REQUIREMENT: Each line of data below must be printed exactly as written, with any pictures removed.
[LISTED ENTRIES — start]
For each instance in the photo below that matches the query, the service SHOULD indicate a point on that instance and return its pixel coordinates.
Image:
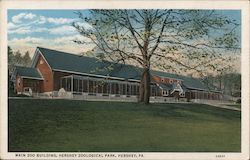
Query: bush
(238, 101)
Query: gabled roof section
(72, 63)
(28, 72)
(62, 61)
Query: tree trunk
(141, 96)
(145, 87)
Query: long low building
(53, 72)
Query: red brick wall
(164, 80)
(47, 85)
(34, 84)
(57, 76)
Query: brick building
(53, 71)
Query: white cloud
(22, 16)
(26, 30)
(63, 30)
(60, 20)
(85, 25)
(63, 43)
(11, 26)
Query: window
(171, 81)
(164, 93)
(182, 94)
(18, 81)
(41, 61)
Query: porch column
(66, 86)
(88, 84)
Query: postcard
(124, 79)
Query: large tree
(167, 39)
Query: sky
(28, 29)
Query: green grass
(66, 125)
(234, 105)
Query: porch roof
(62, 61)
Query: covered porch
(102, 86)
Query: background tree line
(171, 40)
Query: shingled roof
(62, 61)
(28, 72)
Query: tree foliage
(175, 40)
(17, 59)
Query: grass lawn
(234, 105)
(67, 125)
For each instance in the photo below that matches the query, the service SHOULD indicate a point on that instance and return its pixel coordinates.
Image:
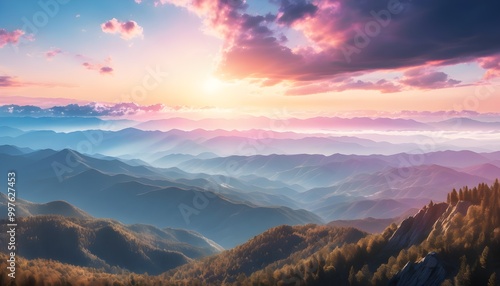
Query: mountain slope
(105, 244)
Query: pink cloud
(7, 81)
(346, 37)
(344, 84)
(52, 53)
(427, 78)
(127, 30)
(102, 68)
(106, 70)
(492, 66)
(10, 37)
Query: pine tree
(493, 279)
(454, 197)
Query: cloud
(106, 70)
(427, 78)
(347, 37)
(7, 81)
(127, 30)
(102, 68)
(491, 65)
(344, 84)
(292, 10)
(7, 37)
(90, 109)
(52, 53)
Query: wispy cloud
(341, 42)
(127, 30)
(428, 78)
(7, 81)
(101, 67)
(52, 53)
(7, 37)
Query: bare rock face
(442, 224)
(414, 230)
(427, 271)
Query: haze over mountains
(170, 197)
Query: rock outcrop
(415, 229)
(428, 271)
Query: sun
(212, 84)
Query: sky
(257, 57)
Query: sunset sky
(256, 56)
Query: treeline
(467, 243)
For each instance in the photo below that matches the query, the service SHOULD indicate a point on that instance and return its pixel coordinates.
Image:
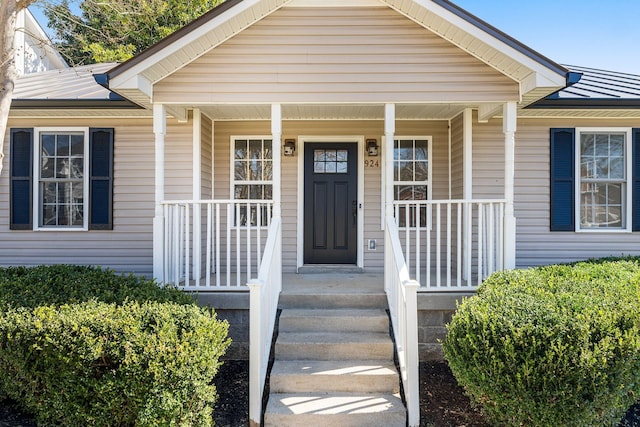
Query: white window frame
(37, 149)
(429, 184)
(627, 193)
(232, 174)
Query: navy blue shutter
(635, 179)
(21, 179)
(101, 179)
(562, 179)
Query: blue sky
(592, 33)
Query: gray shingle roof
(71, 88)
(596, 89)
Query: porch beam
(276, 138)
(159, 130)
(389, 138)
(509, 124)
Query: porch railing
(403, 306)
(451, 244)
(213, 244)
(264, 292)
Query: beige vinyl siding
(335, 55)
(535, 243)
(457, 158)
(128, 247)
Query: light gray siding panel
(335, 55)
(128, 247)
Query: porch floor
(332, 282)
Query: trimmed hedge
(69, 284)
(147, 357)
(551, 346)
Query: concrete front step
(333, 346)
(337, 320)
(341, 409)
(352, 376)
(331, 300)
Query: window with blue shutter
(21, 179)
(562, 179)
(61, 178)
(101, 179)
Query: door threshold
(329, 268)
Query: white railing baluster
(448, 245)
(459, 246)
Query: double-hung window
(61, 178)
(412, 179)
(61, 193)
(252, 178)
(603, 188)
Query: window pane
(62, 168)
(268, 151)
(267, 170)
(406, 171)
(255, 149)
(48, 145)
(422, 171)
(77, 145)
(241, 149)
(47, 167)
(422, 150)
(241, 170)
(62, 147)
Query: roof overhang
(537, 75)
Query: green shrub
(99, 364)
(551, 346)
(68, 284)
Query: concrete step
(345, 410)
(330, 300)
(336, 320)
(352, 376)
(333, 346)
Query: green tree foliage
(116, 30)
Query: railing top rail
(214, 201)
(445, 201)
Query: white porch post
(159, 130)
(467, 190)
(389, 138)
(276, 136)
(509, 123)
(197, 195)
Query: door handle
(354, 212)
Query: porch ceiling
(332, 111)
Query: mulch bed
(442, 402)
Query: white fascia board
(336, 3)
(193, 36)
(548, 75)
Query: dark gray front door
(330, 203)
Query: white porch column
(389, 137)
(467, 192)
(509, 124)
(159, 130)
(197, 194)
(276, 136)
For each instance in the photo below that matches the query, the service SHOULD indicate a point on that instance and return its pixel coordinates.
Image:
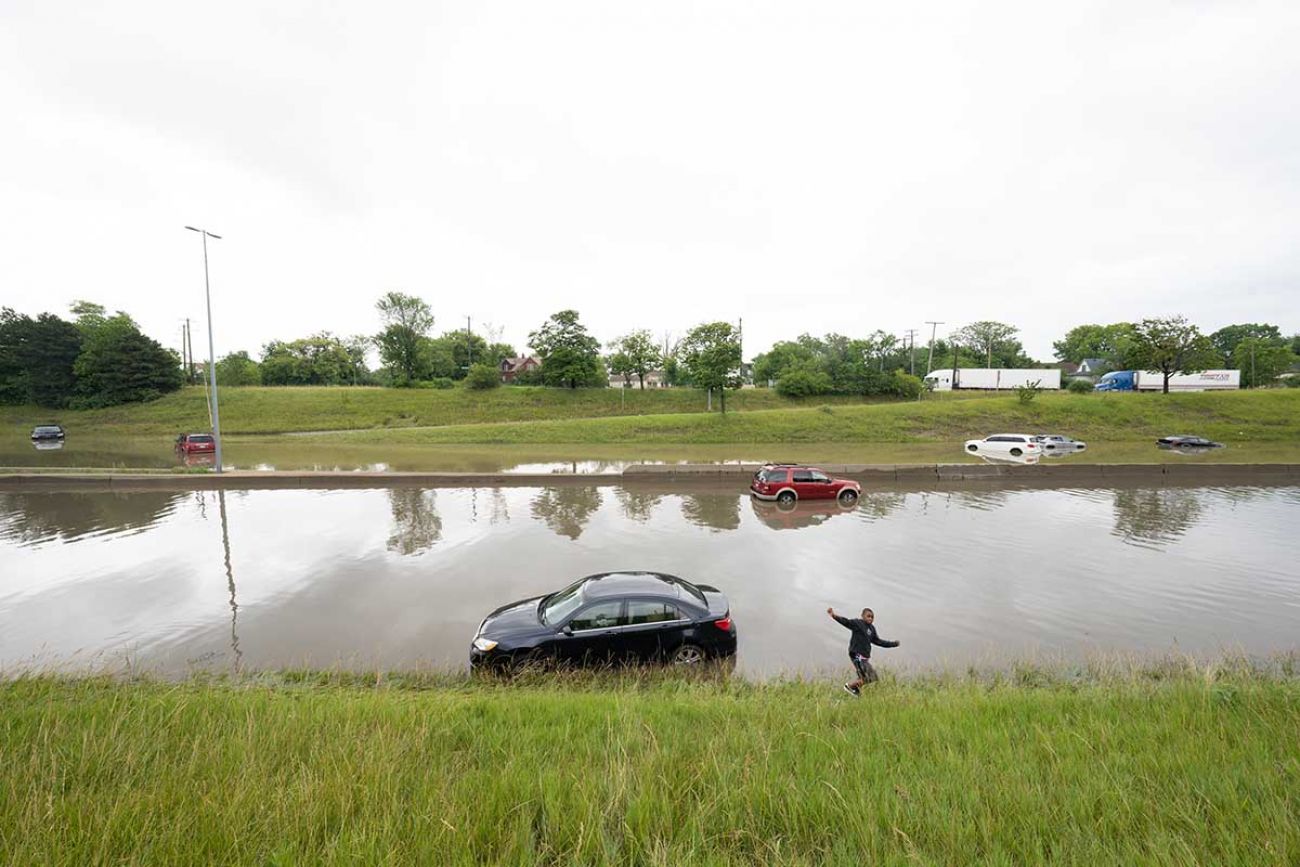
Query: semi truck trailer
(1155, 381)
(993, 378)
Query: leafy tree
(1171, 345)
(118, 364)
(570, 355)
(403, 342)
(711, 355)
(1227, 337)
(320, 359)
(989, 337)
(1261, 360)
(37, 359)
(482, 376)
(784, 355)
(1109, 342)
(238, 368)
(635, 354)
(804, 381)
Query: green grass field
(1165, 767)
(1231, 417)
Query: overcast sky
(830, 167)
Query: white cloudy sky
(839, 165)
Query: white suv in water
(1004, 445)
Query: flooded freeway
(401, 577)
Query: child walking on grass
(859, 646)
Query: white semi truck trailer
(993, 378)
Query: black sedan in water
(1187, 442)
(610, 618)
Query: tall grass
(1233, 417)
(1183, 766)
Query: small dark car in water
(1187, 442)
(606, 619)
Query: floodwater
(326, 452)
(401, 577)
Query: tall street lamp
(212, 360)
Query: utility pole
(212, 352)
(934, 326)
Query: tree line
(94, 360)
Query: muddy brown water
(401, 577)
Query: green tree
(482, 376)
(37, 359)
(1261, 360)
(120, 364)
(1171, 346)
(320, 359)
(711, 356)
(1227, 337)
(635, 354)
(404, 341)
(238, 368)
(570, 355)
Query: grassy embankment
(1231, 417)
(285, 410)
(1181, 767)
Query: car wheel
(688, 655)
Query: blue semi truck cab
(1118, 381)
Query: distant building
(511, 368)
(654, 380)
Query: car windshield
(562, 605)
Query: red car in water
(789, 482)
(195, 443)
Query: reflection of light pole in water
(230, 579)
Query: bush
(482, 376)
(1079, 386)
(804, 382)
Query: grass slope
(282, 410)
(1235, 417)
(1181, 771)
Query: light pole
(212, 359)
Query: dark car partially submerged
(1187, 442)
(606, 619)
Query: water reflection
(792, 516)
(416, 524)
(1156, 516)
(714, 511)
(567, 510)
(637, 504)
(33, 519)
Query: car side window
(602, 615)
(641, 611)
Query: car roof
(618, 584)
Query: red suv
(788, 482)
(195, 443)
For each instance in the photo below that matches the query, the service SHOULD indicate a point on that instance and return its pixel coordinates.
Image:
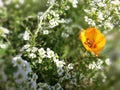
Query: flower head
(93, 40)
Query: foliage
(40, 47)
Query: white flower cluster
(96, 65)
(23, 69)
(100, 13)
(41, 53)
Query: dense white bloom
(50, 53)
(26, 35)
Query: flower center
(90, 43)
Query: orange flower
(93, 40)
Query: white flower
(26, 35)
(32, 55)
(45, 32)
(42, 52)
(50, 53)
(51, 1)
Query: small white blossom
(26, 35)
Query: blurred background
(14, 11)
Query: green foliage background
(17, 20)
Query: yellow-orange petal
(93, 40)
[LISTED ENTRIES — finish]
RESPONSE TO THE TASK:
For each instance in the photo below that matches the query, the service SHOULD indicate a point on that instance and return its pixel coordinates.
Image:
Query: bush
(238, 101)
Query: gabled roof section
(72, 63)
(28, 72)
(62, 61)
Query: tree trunk
(141, 96)
(145, 87)
Query: long low building
(53, 72)
Query: red brick wall
(164, 80)
(47, 85)
(34, 84)
(57, 76)
Query: brick building
(53, 71)
Query: white cloud
(22, 16)
(26, 30)
(63, 30)
(60, 20)
(85, 25)
(63, 43)
(11, 26)
Query: window
(171, 81)
(164, 93)
(182, 94)
(18, 81)
(41, 61)
Query: porch column
(66, 86)
(88, 84)
Query: postcard
(124, 79)
Query: large tree
(167, 39)
Query: sky
(28, 29)
Query: green grass
(66, 125)
(234, 105)
Query: porch roof
(62, 61)
Query: covered porch
(102, 86)
Query: background tree line
(171, 40)
Query: shingled roof
(62, 61)
(28, 72)
Query: tree foliage
(175, 40)
(17, 59)
Query: grass lawn
(234, 105)
(67, 125)
For each instance in the photo below that matches the query, the service SHOULD indicate a point on that instance and return its pixel coordinates.
Image:
Query: mountain slope
(105, 244)
Query: pink cloud
(7, 81)
(346, 37)
(344, 84)
(52, 53)
(427, 78)
(127, 30)
(102, 68)
(106, 70)
(492, 66)
(10, 37)
Query: pine tree
(493, 279)
(454, 197)
Query: cloud
(106, 70)
(427, 78)
(347, 37)
(7, 81)
(127, 30)
(102, 68)
(491, 65)
(344, 84)
(292, 10)
(7, 37)
(90, 109)
(52, 53)
Query: wispy cloud
(341, 42)
(127, 30)
(428, 78)
(7, 81)
(101, 67)
(52, 53)
(7, 37)
Query: bare rock face
(442, 224)
(414, 230)
(427, 271)
Query: haze over mountains
(170, 197)
Query: rock outcrop
(415, 229)
(428, 271)
Query: sun
(212, 84)
Query: sky
(257, 57)
Query: sunset sky
(256, 56)
Query: treeline
(467, 243)
For each instance in the photo below that matches the query, the service SHOULD indicate a point on that instance and return its pixel coordinates.
Image:
Query: white window frame
(37, 149)
(429, 184)
(627, 193)
(232, 174)
Query: navy blue shutter
(635, 179)
(21, 179)
(101, 179)
(562, 179)
Query: blue sky
(592, 33)
Query: gray shingle roof
(71, 88)
(596, 89)
Query: porch beam
(276, 138)
(159, 130)
(389, 138)
(509, 124)
Query: porch railing
(403, 306)
(451, 244)
(213, 244)
(264, 292)
Query: beige vinyl siding
(335, 55)
(535, 243)
(457, 158)
(128, 247)
Query: light gray siding panel
(335, 55)
(128, 247)
Query: porch floor
(332, 282)
Query: trimmed hedge
(69, 284)
(147, 357)
(551, 346)
Query: concrete front step
(333, 346)
(337, 320)
(341, 409)
(352, 376)
(331, 300)
Query: window with blue shutter
(21, 179)
(562, 179)
(61, 178)
(101, 179)
Query: door threshold
(329, 268)
Query: white railing baluster
(448, 245)
(459, 246)
Query: double-hung window
(61, 178)
(412, 179)
(61, 193)
(252, 178)
(603, 188)
Query: window pane
(62, 168)
(268, 151)
(267, 170)
(406, 171)
(255, 149)
(48, 145)
(422, 171)
(77, 145)
(241, 149)
(47, 167)
(422, 150)
(241, 170)
(62, 147)
Query: roof overhang
(537, 75)
Query: green shrub
(99, 364)
(551, 346)
(68, 284)
Query: concrete step
(345, 410)
(330, 300)
(336, 320)
(352, 376)
(333, 346)
Query: green tree foliage
(116, 30)
Query: railing top rail
(214, 201)
(445, 201)
Query: white porch post
(159, 130)
(467, 190)
(389, 138)
(276, 136)
(509, 123)
(197, 195)
Query: door handle
(354, 212)
Query: porch ceiling
(332, 111)
Query: mulch bed
(442, 402)
Query: white fascia board
(336, 3)
(193, 36)
(548, 75)
Query: dark gray front door
(330, 203)
Query: white porch column
(389, 137)
(467, 192)
(509, 124)
(159, 130)
(197, 194)
(276, 136)
For each instance in the photo below that matches the query, the service SHOULD indicate a point on that instance and return its pixel coordinates.
Image:
Query: semi truck trailer
(1155, 381)
(993, 378)
Query: leafy tree
(1171, 345)
(118, 364)
(570, 355)
(403, 342)
(711, 355)
(1227, 337)
(320, 359)
(989, 337)
(1261, 360)
(37, 359)
(482, 376)
(784, 355)
(1109, 342)
(238, 368)
(635, 354)
(804, 381)
Query: green grass field
(1165, 767)
(1231, 417)
Query: overcast sky
(830, 167)
Query: white cloudy sky
(839, 165)
Query: white suv in water
(1004, 445)
Query: flooded freeway
(401, 577)
Query: child walking on grass
(859, 646)
Query: white semi truck trailer
(993, 378)
Query: black sedan in water
(1187, 442)
(610, 618)
Query: tall grass
(1233, 417)
(1183, 766)
Query: small dark car in water
(1187, 442)
(606, 619)
Query: floodwater
(326, 452)
(401, 577)
Query: tall street lamp
(212, 360)
Query: utility pole
(212, 352)
(934, 326)
Query: tree line
(94, 360)
Query: muddy brown water
(401, 577)
Query: green tree
(482, 376)
(37, 359)
(1261, 360)
(120, 364)
(1171, 346)
(320, 359)
(711, 356)
(1227, 337)
(635, 354)
(404, 341)
(238, 368)
(570, 355)
Query: grassy embankment
(1231, 417)
(285, 410)
(1181, 767)
Query: car wheel
(688, 655)
Query: blue semi truck cab
(1118, 381)
Query: distant building
(511, 368)
(654, 380)
Query: car windshield
(562, 605)
Query: red car in water
(789, 482)
(195, 443)
Query: reflection of light pole in water
(230, 579)
Query: bush
(482, 376)
(1079, 386)
(804, 382)
Query: grass slope
(282, 410)
(1235, 417)
(1181, 771)
Query: light pole
(212, 359)
Query: dark car partially submerged
(1187, 442)
(606, 619)
Query: water reflection
(792, 516)
(416, 524)
(1156, 516)
(714, 511)
(567, 510)
(637, 504)
(33, 519)
Query: car side window
(602, 615)
(641, 611)
Query: car roof
(618, 584)
Query: red suv
(788, 482)
(195, 443)
For each instance in the photo below that matches the query, the service SHOULD indicate a point on that instance and return its pixel coordinates.
Image:
Query: flower head
(93, 40)
Query: foliage
(40, 47)
Query: white flower cluster
(96, 65)
(23, 69)
(100, 13)
(41, 53)
Query: dense white bloom
(50, 53)
(26, 35)
Query: flower center
(90, 43)
Query: orange flower
(93, 40)
Query: white flower
(26, 35)
(32, 55)
(45, 32)
(42, 52)
(50, 53)
(51, 1)
Query: small white blossom
(26, 35)
Query: blurred background
(14, 11)
Query: green foliage background
(17, 20)
Query: yellow-orange petal
(93, 40)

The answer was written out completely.